◆ **Set problem 1**: Please scale the rows from the line containing "For the scoring pass, find every instance of the recessed" through the line containing "[[134, 307]]", reproducing each of those lines and only those, requests included. Multiply every coordinate in the answers by 0.5 and round to whole numbers with halves going up, leaving the requests and their format samples unchanged.
======== Extract to read
The Fog of Welles: A Trip to Chinchón
Chinchón is not Paris. It’s not Ibiza. It’s not even Grenoble.
It’s a sleepy, provincial Spanish town an hour’s bus ride out of Madrid, and not where you would expect to find the great Orson Welles at the mid-1960s height of his European expatriate fame. But that’s where he purportedly was, for at least some amount of time, while filming Chimes at Midnight, his brilliantly idiosyncratic take on Shakespeare’s Falstaff, and The Immortal Story, a romantic drama made for French television that was his last completed narrative film and his first in color.
On a trip to Madrid this past June, I was eager to make the trek out to Chinchón to learn more about the nature of Welles’s time there. My initial research on the films, conducted from the Criterion office in New York, had led me to the conclusion that certain scenes in The Immortal Story were shot in Chinchón in October 1966. But several aspects of Chimes’s production history remained unclear to me. According to multiple sources, principal photography on that film ended in January 1965, a year and a half before the Immortal shoot began, although a number of pickup shoots took place in early 1966, in the rush to have Chimes ready for its premiere at the Cannes Film Festival in May. Several sources, including the National Geographic Traveler guide to Spain, listed Chinchón as a location for Chimes, and I was hoping to nail down when exactly the film had been shot there, and which scenes featured the town as a location.
While still in New York, I had also learned that the medieval Chinchón, with its unique desert topography, had attracted a surprising number of international film and television productions, including 1956’s Around the World in 80 Days. Before my trip, I called the Chinchón tourism office, and the person I spoke to told me the town was indeed a shooting location for both Chimes at Midnight and The Immortal Story. He also encouraged me to come and take a tour of the town and to reach out to Mesón Cuevas del Vino, the winery and restaurant Welles and his crew frequented between takes.
Excited about the possibility of meeting people who had seen Welles in the flesh, I arrived in Chinchón one boiling-hot afternoon with my colleague, Criterion producer Kate Elmore. We crossed through Chinchón’s famous Plaza Mayor, a central public space encircled by bleachers that hosts parties, dances, bullfights, and a plethora of cultural events. This is a major setting in The Immortal Story. Welles stripped it clean and transformed it into the port of the Portuguese colony of Macao by hanging signs with Chinese characters and sails to give the impression that the ocean lay just below the frame, though the town is landlocked. Despite changes to its decor over the decades, the plaza, with its oval shape, is easily recognizable from the film’s opening moments.
================
======== Records for processing
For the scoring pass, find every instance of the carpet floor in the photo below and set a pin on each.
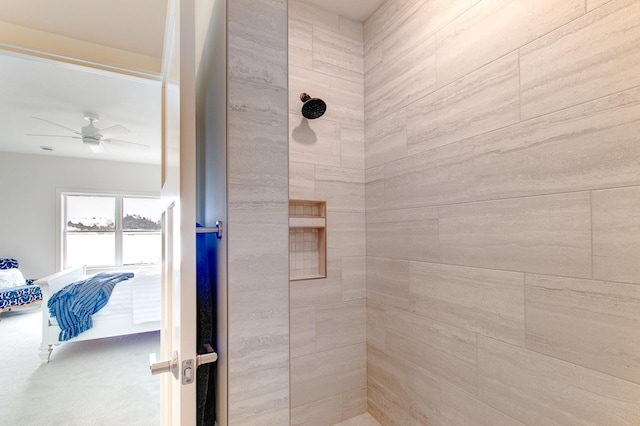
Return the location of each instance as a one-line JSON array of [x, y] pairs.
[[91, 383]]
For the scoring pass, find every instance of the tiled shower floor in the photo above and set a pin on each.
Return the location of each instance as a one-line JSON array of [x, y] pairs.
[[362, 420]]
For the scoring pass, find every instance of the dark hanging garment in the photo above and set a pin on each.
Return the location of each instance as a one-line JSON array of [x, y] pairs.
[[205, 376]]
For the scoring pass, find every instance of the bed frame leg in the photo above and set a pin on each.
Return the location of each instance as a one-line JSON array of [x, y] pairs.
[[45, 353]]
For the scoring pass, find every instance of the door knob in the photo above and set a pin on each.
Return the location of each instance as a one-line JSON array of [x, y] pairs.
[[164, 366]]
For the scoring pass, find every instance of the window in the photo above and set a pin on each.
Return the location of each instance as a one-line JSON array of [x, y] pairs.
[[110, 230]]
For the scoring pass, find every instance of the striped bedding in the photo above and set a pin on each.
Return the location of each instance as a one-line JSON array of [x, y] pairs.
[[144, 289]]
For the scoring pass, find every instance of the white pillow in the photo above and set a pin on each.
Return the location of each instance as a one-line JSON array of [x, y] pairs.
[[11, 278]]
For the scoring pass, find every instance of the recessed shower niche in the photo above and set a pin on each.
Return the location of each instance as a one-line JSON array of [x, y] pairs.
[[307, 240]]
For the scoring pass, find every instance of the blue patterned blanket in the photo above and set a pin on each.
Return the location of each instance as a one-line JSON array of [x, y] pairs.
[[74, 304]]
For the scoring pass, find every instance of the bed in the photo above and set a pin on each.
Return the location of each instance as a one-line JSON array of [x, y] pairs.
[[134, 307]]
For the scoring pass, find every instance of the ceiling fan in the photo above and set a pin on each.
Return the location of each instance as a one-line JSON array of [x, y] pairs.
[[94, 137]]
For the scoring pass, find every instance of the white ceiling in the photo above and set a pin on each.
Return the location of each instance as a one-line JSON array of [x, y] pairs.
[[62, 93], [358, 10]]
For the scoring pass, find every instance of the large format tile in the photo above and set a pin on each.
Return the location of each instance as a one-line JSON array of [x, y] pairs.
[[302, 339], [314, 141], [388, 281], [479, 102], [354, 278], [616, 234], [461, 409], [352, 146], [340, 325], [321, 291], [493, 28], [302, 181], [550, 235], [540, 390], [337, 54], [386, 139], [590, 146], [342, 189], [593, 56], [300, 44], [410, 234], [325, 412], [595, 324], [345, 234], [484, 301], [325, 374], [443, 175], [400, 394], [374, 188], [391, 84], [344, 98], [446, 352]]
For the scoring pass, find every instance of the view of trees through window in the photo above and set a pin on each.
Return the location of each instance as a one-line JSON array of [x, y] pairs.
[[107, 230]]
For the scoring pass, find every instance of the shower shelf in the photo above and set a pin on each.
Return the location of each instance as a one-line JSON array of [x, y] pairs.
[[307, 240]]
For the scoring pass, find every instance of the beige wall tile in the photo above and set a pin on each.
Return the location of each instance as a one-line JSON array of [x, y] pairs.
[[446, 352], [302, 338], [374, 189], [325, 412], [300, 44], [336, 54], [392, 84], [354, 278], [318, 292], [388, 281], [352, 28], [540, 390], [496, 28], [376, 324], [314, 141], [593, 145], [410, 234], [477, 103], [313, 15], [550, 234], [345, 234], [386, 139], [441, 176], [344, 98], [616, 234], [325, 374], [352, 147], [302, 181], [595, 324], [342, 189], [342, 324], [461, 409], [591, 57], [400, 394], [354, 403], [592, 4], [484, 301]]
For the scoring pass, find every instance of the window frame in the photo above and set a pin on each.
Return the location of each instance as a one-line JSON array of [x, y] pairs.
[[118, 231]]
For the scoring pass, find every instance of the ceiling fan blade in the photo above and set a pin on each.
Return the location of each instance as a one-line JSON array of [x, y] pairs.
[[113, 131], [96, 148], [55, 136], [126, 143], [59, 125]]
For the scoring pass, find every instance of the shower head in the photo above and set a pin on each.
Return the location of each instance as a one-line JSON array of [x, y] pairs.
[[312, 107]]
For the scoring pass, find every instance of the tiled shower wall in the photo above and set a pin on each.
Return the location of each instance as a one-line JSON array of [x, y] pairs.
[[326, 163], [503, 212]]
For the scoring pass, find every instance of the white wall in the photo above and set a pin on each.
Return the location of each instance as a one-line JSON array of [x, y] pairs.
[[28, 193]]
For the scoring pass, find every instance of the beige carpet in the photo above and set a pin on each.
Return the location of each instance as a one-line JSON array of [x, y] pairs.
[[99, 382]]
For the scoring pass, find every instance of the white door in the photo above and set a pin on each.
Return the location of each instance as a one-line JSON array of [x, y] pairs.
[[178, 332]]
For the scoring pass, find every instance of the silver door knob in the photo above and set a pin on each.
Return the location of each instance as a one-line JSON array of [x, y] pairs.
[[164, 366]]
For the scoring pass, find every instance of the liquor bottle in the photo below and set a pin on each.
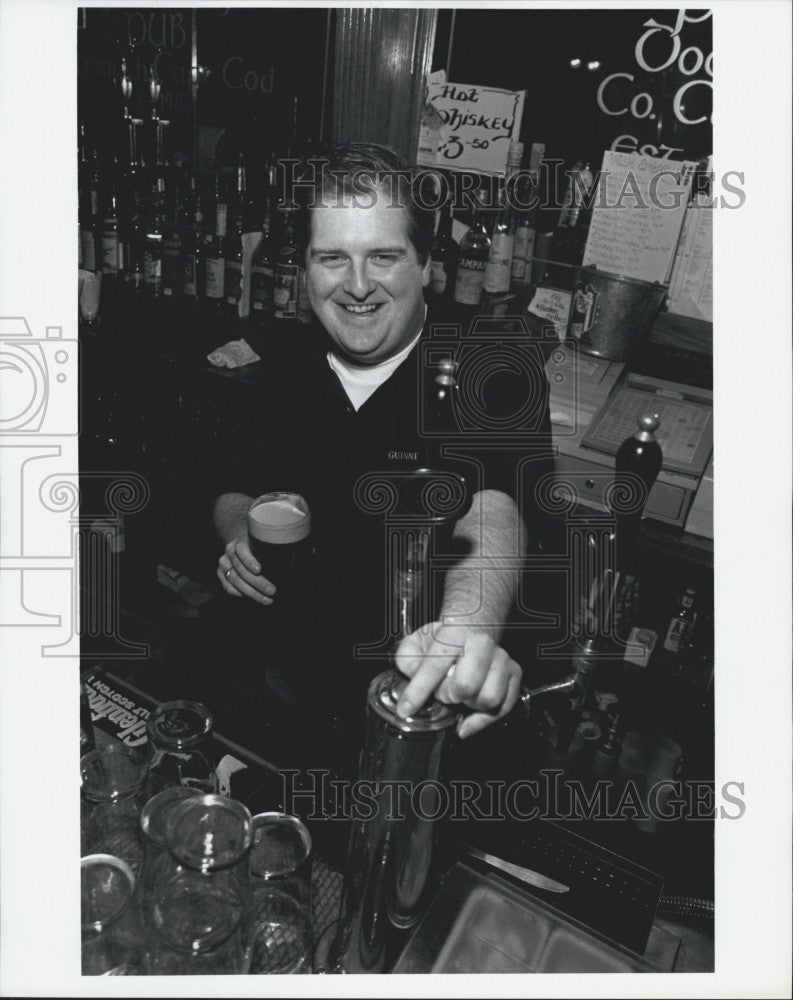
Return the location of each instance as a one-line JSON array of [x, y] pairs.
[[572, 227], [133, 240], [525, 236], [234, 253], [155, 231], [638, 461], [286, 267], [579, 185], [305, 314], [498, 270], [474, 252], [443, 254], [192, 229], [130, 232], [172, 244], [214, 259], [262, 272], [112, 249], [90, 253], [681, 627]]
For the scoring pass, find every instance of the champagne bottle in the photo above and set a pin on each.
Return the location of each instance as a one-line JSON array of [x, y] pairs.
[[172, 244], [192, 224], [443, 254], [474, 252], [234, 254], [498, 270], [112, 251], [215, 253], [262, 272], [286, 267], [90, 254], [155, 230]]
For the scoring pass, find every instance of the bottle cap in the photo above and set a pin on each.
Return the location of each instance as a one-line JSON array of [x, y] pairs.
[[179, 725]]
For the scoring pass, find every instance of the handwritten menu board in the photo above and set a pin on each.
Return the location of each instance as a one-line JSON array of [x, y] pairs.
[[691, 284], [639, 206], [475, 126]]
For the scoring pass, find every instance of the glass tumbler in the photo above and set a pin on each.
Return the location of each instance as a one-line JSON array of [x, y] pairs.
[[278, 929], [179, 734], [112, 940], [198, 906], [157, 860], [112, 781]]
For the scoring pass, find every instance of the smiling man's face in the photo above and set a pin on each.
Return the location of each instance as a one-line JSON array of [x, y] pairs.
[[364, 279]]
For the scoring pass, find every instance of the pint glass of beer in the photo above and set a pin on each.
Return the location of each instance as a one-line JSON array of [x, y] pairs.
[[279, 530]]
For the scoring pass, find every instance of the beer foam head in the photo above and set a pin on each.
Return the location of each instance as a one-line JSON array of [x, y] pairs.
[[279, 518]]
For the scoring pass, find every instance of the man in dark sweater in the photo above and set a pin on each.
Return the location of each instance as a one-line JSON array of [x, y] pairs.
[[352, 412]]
================
◆ **Set problem 2**: List every film title named in the piece on Welles in Chinchón.

◆ **Exercise result 1**:
For the scoring pass, find every instance of the recessed shower niche in the photo above and set a pin on each.
Return the location of each instance as a one-line JSON array of [x, y] pairs.
[[154, 120]]
For the scoring pass, find every instance of the blue patterned blanket in the photo above and set a pin on each.
Return the location of each instance as a one-line JSON array of [x, y] pairs.
[[37, 152]]
For the scoring pass, find every instance of the bed in the photo above and set a pin on each.
Return the location of each instance as a one-line JSON array of [x, y] pairs.
[[67, 154]]

◆ **Exercise result 2**:
Chimes at Midnight
The Immortal Story
Around the World in 80 Days